EXERCISE DETAILS:
Single out the lines of the material that contain "query" and copy them.

RECORDS SHOWN:
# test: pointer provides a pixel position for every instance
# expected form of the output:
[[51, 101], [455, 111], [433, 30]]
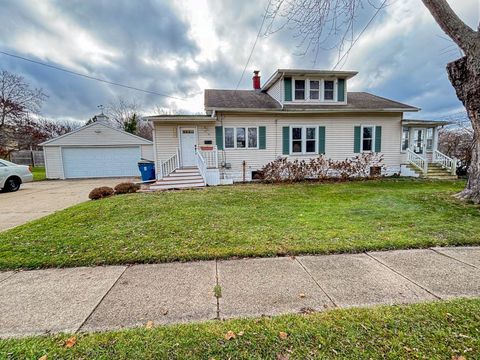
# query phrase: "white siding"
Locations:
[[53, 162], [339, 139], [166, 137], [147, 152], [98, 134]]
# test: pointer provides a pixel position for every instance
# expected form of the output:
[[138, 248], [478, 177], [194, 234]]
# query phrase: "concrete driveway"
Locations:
* * *
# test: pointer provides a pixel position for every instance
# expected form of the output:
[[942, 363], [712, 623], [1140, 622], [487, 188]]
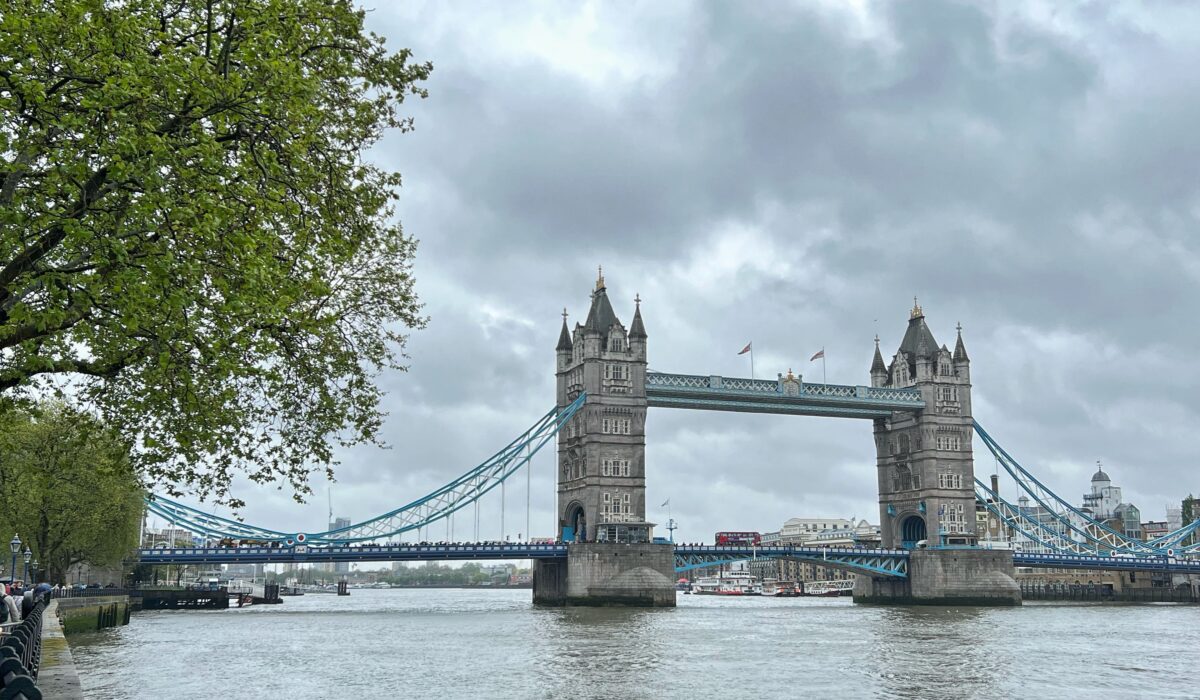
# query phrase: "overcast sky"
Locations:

TASK SOLUTION:
# query phrase: "white siding"
# query phrase: "concrete driveway"
# query phrase: "overcast sky"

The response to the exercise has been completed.